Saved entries
____

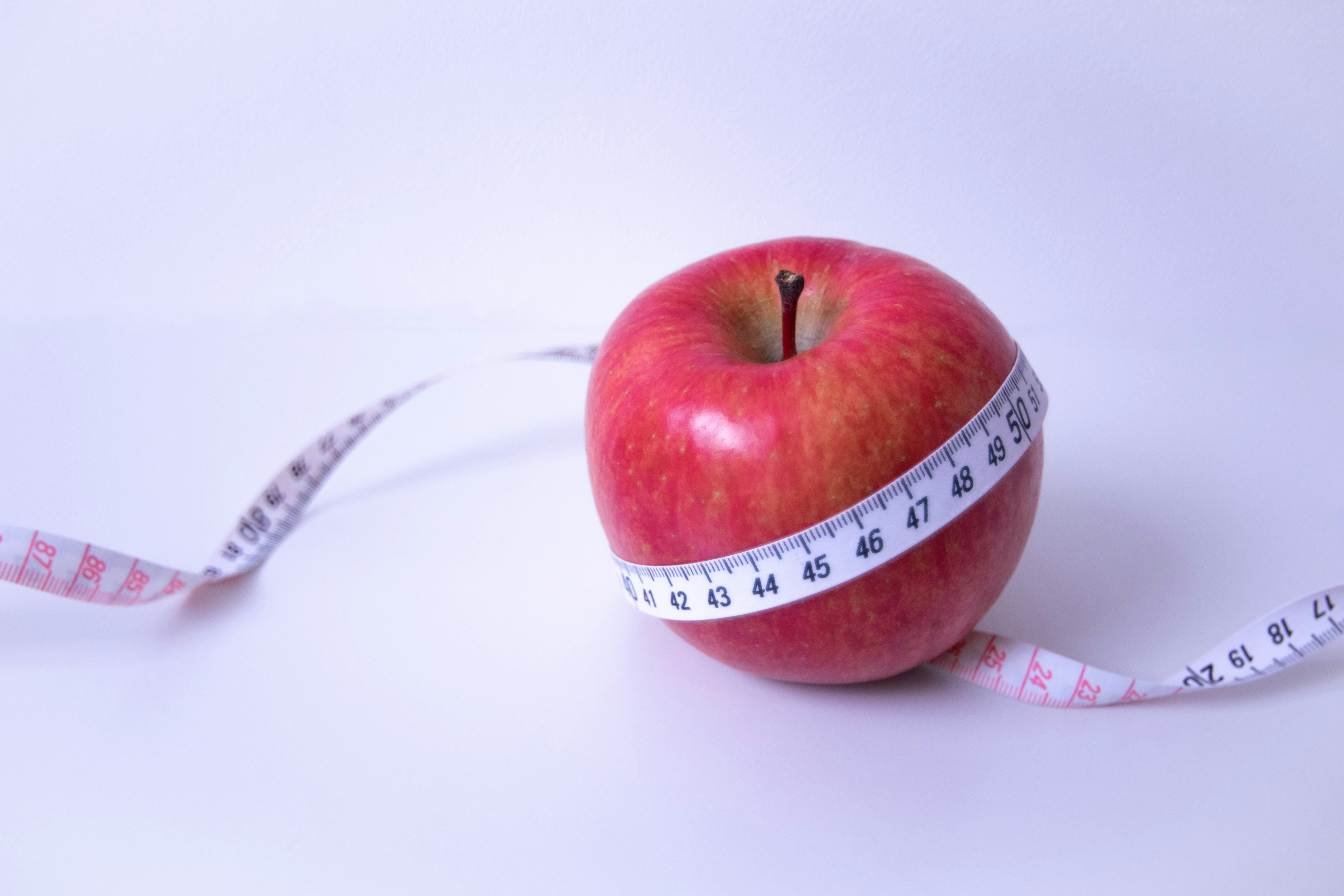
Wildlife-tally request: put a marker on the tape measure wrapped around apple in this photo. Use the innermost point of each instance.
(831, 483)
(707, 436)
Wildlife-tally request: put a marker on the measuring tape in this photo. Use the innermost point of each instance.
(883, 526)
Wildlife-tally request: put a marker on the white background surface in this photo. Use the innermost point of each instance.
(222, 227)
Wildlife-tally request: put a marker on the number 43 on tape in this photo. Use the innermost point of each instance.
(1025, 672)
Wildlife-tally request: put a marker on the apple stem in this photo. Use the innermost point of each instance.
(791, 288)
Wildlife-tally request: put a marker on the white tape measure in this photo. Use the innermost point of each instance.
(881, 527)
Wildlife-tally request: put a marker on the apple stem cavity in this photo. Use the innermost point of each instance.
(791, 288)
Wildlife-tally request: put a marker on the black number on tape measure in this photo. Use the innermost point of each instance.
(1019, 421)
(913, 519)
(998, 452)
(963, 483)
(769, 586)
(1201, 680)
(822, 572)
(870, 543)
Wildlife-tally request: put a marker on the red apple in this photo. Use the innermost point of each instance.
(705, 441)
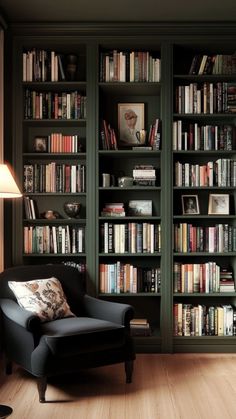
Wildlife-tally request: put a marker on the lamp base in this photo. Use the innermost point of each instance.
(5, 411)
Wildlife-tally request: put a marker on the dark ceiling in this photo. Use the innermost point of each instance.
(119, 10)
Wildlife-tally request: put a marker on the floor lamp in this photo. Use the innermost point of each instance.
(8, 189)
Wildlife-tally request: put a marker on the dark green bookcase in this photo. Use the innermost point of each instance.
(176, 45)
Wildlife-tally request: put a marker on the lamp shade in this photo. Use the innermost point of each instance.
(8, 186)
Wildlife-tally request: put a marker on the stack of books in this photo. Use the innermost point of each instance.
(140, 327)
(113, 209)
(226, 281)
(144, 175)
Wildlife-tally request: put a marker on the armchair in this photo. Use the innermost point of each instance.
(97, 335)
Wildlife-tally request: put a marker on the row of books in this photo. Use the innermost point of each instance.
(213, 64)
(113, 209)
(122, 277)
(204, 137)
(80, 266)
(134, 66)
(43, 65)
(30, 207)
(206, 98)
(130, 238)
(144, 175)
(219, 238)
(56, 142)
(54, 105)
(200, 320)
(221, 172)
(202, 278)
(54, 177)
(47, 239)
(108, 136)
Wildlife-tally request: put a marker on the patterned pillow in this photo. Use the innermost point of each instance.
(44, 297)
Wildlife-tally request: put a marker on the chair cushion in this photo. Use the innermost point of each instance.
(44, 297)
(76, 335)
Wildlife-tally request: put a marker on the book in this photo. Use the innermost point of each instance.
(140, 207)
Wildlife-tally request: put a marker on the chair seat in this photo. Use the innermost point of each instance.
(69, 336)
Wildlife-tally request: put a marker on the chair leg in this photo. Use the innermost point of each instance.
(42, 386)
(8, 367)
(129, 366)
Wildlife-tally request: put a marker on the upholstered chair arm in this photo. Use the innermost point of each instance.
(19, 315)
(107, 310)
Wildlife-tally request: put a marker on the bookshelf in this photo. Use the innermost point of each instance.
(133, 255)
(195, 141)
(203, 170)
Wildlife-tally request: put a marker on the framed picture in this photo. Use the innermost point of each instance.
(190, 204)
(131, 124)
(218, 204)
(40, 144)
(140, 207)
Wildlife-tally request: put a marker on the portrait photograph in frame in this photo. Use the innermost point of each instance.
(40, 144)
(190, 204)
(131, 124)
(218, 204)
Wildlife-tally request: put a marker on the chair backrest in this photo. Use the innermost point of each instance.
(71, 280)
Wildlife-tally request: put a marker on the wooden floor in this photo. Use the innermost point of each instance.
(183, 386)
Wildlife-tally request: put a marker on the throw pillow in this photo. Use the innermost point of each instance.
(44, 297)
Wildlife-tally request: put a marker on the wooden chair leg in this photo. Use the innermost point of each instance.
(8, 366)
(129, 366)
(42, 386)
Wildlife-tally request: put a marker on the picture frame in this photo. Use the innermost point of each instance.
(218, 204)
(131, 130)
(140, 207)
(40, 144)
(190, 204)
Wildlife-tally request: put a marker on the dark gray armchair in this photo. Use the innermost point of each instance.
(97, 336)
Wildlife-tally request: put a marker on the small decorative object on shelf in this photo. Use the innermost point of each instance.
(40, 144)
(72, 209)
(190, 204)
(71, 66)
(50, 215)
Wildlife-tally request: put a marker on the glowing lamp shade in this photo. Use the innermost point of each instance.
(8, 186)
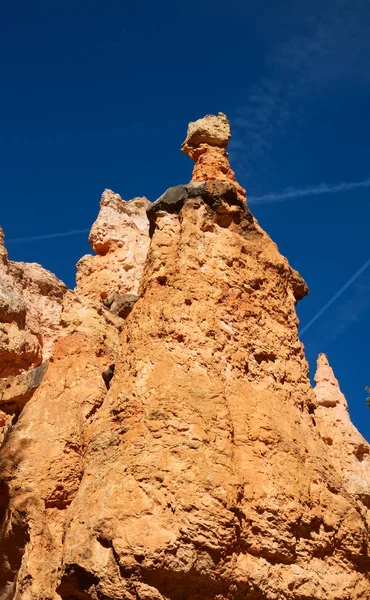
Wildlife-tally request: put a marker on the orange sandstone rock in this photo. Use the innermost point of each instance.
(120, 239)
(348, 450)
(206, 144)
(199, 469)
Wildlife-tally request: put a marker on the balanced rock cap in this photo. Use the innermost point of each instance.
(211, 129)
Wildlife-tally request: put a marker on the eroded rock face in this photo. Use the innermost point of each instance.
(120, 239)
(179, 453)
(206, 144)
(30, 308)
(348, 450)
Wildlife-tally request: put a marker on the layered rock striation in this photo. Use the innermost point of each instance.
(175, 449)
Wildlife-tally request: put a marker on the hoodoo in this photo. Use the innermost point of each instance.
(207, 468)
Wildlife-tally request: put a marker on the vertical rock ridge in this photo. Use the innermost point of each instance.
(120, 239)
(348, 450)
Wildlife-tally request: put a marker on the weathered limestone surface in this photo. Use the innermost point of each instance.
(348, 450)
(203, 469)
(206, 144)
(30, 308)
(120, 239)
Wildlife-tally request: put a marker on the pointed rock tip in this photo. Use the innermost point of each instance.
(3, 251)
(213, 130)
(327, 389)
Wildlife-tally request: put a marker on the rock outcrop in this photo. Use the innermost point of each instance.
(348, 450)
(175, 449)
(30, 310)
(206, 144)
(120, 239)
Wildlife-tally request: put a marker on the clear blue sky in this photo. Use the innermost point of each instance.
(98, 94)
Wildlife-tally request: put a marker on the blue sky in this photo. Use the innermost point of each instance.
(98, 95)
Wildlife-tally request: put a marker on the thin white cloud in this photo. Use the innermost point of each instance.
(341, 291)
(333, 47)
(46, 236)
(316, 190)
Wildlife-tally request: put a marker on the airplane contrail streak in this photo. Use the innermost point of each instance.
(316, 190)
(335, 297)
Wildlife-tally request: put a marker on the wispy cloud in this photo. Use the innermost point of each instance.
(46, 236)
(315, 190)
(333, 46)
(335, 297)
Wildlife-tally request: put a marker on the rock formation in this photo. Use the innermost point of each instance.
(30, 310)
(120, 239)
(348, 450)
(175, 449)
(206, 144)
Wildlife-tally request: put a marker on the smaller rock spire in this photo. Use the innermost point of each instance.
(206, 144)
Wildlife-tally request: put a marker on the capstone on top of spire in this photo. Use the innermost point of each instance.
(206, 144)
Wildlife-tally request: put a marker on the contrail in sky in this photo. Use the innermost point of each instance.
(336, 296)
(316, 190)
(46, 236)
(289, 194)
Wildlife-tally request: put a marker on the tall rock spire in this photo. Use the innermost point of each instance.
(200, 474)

____

WHAT IS ASKED: Rewrite the listing from its start through the line containing "(1025, 672)", replacing "put a marker on" with "place a pin on" and keeping everything else the same. Omit the pictures.

ANSWER FOR THIS EXERCISE:
Wildlife-tally request: place a pin on the tape measure wrapped around apple in this photo. Use the innermost point of each instance.
(831, 483)
(707, 436)
Wildlife-tally request: place a pin on the measuring tape in this photo. Use the innermost point of each instance.
(883, 526)
Wildlife-tally request: place a pin on the white background surface in this photo. Use the innermost point of each instance.
(222, 227)
Wildlife-tally request: place a pin on the number 43 on tape in this photo. Use the innermost point of each instance.
(1025, 672)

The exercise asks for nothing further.